#### [YOUR TASK]
Which lines in the items below contain the string "wave"? Copy each of those lines, matching case exactly.

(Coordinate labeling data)
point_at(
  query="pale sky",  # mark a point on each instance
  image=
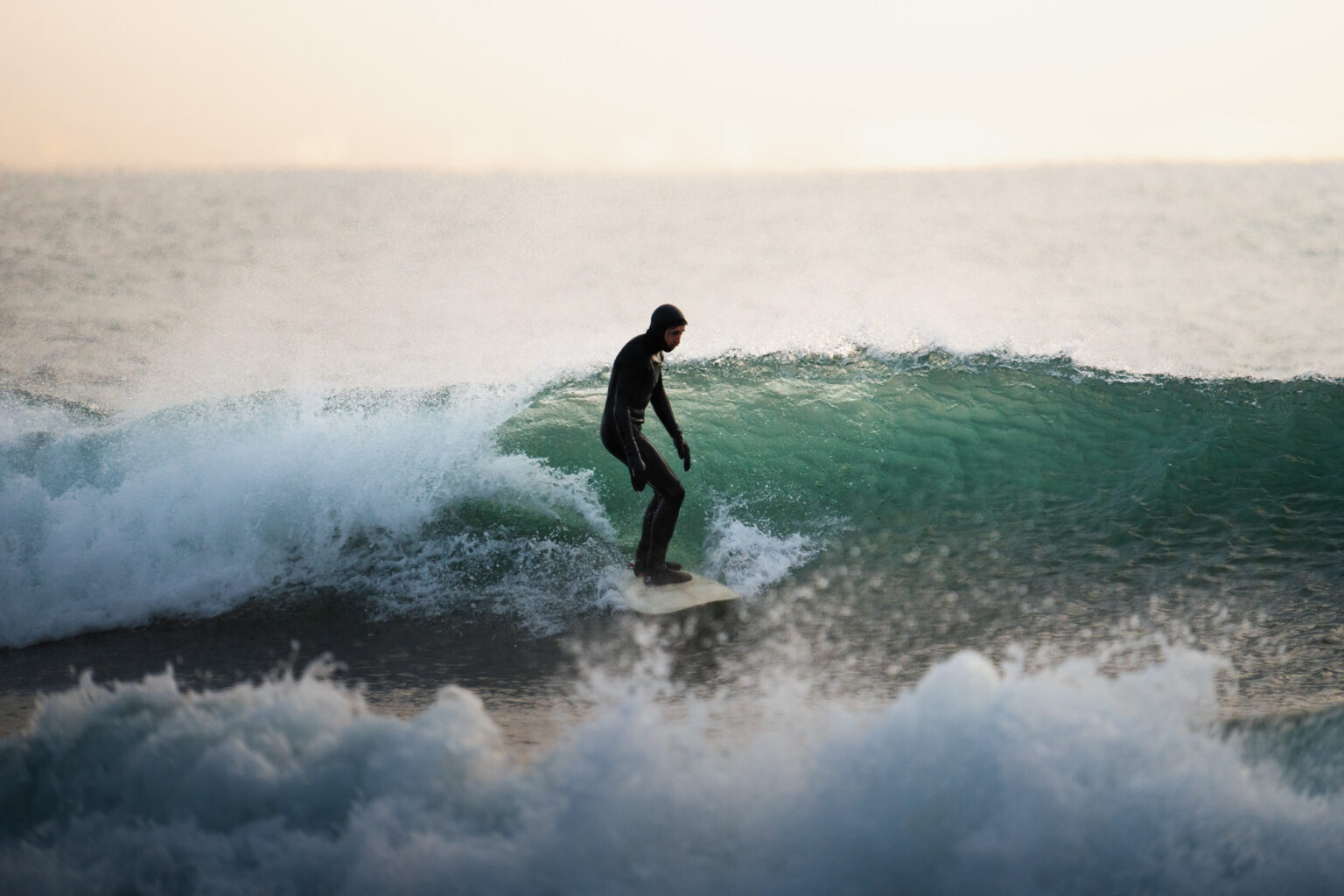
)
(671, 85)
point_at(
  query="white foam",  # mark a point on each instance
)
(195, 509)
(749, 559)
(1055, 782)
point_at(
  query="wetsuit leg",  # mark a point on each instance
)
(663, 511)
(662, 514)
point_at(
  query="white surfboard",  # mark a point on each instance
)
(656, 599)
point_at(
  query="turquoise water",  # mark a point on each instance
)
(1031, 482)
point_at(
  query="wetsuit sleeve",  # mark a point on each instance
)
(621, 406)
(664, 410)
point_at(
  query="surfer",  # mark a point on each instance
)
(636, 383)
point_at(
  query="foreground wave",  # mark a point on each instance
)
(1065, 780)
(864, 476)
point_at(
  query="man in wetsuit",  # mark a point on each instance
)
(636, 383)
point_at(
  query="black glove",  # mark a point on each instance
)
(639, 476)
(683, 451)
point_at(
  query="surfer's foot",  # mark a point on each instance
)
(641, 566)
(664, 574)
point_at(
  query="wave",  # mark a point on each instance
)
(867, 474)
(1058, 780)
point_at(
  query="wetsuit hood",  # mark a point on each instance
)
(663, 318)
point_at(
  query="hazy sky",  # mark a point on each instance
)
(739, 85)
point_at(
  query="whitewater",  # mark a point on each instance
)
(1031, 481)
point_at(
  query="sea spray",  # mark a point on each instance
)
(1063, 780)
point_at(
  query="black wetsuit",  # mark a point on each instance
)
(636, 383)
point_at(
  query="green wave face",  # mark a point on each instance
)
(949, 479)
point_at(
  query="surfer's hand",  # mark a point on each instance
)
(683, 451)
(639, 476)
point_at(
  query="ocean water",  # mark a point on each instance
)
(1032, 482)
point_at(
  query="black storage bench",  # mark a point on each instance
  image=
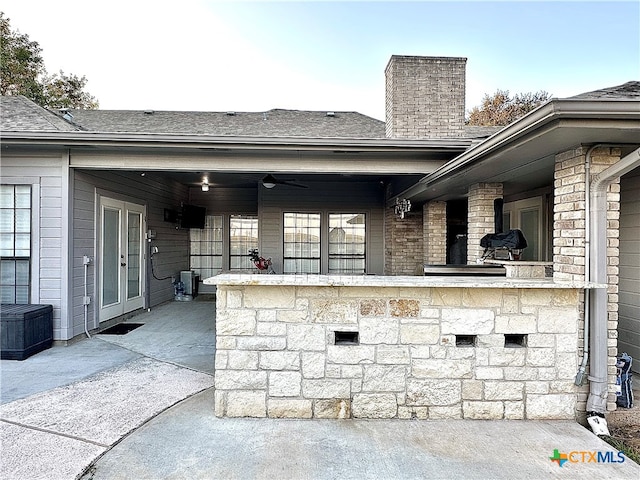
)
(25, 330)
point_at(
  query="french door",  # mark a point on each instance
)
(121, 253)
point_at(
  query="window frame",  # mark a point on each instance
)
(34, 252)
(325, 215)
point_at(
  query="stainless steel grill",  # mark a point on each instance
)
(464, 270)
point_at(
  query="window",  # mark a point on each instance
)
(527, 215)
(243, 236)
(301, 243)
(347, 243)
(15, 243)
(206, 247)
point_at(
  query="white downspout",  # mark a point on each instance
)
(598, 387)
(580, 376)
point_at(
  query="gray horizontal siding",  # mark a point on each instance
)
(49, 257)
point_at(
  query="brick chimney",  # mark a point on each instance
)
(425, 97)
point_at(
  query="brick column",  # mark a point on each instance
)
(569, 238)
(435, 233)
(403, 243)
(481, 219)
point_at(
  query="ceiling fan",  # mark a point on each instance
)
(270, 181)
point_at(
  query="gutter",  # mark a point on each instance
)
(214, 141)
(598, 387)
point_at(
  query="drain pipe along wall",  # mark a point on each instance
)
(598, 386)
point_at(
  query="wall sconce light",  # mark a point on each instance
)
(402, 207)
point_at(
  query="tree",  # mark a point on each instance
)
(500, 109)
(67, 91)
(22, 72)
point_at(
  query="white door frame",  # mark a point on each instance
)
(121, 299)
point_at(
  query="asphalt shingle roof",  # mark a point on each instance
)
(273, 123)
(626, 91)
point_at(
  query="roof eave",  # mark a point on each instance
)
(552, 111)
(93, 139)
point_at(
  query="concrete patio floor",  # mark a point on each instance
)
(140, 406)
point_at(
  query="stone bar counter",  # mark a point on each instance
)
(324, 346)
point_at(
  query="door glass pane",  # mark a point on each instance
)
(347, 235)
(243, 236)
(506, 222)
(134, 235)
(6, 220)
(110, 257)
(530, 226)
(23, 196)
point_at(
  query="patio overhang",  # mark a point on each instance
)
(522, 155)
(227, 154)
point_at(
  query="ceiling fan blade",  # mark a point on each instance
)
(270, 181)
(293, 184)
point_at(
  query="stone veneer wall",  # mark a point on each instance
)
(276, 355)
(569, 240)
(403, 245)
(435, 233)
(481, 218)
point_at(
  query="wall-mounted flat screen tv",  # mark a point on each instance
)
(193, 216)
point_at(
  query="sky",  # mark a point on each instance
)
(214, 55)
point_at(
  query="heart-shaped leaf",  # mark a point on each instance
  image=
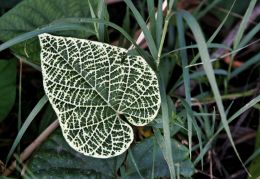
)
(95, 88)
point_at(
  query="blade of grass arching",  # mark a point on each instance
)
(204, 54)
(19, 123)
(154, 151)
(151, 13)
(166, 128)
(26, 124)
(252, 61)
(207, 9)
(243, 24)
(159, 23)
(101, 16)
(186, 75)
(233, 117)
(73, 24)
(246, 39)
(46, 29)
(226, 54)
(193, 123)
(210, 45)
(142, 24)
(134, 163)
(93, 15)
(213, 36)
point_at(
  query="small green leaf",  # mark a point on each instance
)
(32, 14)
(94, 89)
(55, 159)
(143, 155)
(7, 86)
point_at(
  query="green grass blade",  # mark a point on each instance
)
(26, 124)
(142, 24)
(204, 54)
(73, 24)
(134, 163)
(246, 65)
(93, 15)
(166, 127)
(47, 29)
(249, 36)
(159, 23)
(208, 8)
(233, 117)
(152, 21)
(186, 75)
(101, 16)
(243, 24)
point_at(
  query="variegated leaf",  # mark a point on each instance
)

---

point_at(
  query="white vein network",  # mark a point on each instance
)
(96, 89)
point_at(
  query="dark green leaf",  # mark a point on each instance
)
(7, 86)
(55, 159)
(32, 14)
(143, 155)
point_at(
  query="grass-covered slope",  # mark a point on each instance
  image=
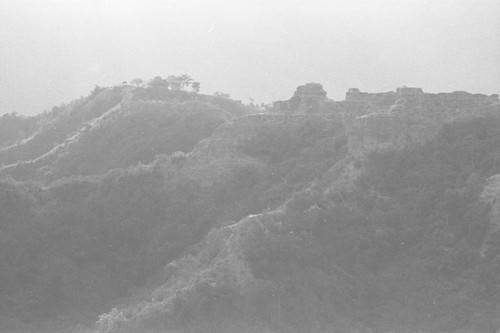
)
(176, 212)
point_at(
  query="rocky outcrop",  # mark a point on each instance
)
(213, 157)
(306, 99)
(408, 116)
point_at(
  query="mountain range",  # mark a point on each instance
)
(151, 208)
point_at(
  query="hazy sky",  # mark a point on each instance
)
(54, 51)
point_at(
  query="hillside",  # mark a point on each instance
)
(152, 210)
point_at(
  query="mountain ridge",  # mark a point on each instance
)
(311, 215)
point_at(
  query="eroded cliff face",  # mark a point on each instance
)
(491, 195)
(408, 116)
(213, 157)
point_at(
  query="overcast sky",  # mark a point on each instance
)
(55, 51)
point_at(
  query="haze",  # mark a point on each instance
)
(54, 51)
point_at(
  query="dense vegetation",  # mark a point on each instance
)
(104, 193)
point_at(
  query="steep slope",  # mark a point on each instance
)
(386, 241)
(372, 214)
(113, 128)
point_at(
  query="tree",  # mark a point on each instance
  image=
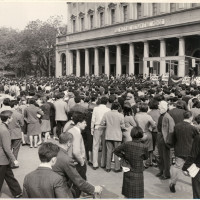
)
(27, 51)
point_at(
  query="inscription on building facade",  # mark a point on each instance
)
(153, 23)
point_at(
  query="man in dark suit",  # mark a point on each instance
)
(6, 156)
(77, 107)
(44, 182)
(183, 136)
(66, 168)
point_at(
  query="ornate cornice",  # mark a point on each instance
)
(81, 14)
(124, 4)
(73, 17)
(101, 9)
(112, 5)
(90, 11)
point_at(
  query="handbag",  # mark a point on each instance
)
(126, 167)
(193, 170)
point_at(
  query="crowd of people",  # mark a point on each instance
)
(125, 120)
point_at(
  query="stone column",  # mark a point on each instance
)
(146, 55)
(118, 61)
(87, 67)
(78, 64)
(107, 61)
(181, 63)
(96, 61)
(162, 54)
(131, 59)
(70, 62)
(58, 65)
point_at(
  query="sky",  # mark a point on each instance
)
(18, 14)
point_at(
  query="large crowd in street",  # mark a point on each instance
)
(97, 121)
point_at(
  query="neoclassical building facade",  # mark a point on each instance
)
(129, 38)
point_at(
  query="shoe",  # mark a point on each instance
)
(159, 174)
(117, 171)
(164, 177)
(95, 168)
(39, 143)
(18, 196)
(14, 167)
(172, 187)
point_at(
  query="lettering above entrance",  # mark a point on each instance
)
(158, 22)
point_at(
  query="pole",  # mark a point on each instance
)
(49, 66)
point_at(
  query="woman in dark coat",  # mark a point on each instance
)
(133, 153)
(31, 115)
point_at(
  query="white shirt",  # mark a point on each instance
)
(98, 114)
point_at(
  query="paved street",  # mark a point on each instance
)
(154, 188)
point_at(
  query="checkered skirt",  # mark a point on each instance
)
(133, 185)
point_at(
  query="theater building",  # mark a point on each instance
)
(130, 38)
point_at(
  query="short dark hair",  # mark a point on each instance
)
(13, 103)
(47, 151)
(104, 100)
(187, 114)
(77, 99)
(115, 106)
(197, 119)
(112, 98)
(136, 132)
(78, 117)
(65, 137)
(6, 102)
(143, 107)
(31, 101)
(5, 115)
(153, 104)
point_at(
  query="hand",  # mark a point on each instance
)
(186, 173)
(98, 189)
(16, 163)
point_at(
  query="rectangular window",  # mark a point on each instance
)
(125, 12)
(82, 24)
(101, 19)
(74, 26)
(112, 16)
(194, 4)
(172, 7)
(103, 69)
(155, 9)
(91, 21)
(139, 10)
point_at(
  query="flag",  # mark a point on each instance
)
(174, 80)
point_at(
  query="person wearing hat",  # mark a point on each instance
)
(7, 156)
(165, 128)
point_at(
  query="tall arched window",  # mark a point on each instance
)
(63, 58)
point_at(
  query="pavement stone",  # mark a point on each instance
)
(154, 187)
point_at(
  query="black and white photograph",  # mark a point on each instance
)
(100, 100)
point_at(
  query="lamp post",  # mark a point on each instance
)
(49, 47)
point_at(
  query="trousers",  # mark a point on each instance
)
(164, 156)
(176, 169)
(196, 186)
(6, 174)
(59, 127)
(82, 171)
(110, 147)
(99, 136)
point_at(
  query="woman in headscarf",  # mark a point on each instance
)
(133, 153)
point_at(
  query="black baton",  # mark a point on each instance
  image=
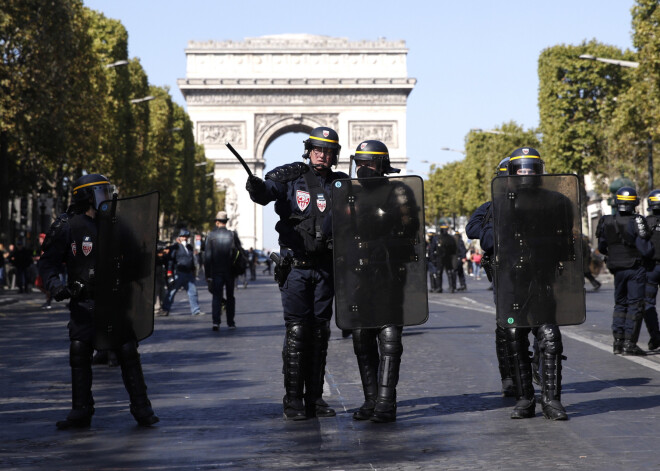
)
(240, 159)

* * *

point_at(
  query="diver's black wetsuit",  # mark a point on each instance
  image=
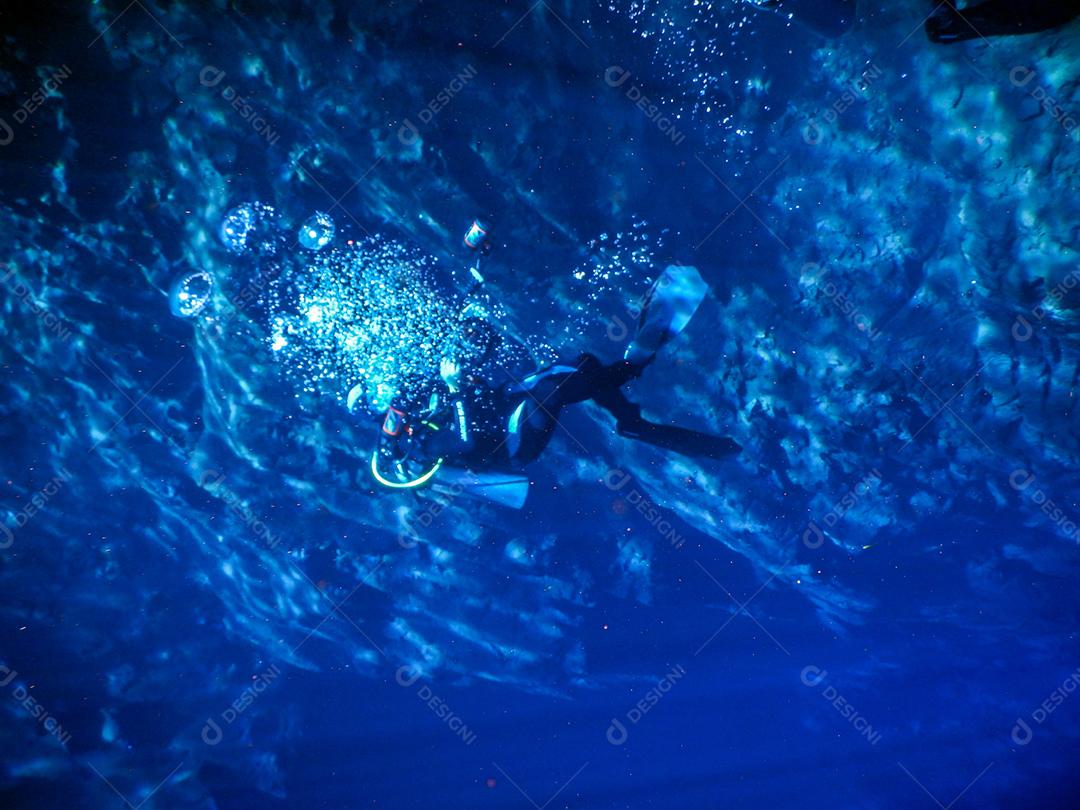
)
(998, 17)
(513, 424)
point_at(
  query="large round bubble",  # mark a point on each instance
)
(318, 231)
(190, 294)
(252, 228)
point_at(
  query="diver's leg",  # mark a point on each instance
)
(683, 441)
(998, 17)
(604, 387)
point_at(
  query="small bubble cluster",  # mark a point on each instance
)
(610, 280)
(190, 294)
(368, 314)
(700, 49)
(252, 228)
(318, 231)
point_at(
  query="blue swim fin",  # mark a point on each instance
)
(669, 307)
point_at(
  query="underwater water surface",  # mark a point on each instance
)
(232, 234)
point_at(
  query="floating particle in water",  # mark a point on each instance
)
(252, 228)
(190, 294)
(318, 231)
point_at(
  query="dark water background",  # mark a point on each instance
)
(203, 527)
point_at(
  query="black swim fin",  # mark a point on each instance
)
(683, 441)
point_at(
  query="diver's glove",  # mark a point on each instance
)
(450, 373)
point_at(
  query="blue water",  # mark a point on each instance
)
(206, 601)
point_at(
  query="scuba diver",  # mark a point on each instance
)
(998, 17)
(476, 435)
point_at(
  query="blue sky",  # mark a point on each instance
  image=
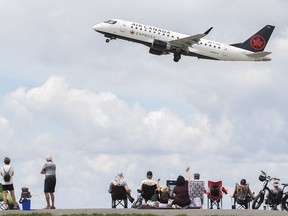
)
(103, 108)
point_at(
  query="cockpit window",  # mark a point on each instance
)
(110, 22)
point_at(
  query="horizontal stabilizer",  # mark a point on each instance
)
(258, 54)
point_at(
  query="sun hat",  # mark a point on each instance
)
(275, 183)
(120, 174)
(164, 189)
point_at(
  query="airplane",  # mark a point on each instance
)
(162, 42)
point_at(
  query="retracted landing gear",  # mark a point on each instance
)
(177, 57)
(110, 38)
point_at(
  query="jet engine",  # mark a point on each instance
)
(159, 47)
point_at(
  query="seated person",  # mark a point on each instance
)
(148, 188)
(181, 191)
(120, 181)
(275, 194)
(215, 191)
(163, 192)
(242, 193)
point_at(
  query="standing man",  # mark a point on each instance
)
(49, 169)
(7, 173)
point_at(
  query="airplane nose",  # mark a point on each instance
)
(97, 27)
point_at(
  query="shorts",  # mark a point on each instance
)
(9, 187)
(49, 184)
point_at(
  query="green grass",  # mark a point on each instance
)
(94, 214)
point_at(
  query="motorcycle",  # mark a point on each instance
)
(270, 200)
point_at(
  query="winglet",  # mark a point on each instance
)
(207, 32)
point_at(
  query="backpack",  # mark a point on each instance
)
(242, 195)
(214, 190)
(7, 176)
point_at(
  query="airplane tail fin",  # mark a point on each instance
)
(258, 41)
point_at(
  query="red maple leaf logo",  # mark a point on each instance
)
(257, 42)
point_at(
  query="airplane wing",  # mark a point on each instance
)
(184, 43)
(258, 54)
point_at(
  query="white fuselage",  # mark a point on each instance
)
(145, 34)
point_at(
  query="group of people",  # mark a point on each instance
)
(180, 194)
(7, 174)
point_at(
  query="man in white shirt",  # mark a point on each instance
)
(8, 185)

#### [FULL OUTPUT]
  query="foreground wave",  # mark a point on each instance
  query="wave",  # mark a point on each instance
  query="green wave face",  # mark a point on each instance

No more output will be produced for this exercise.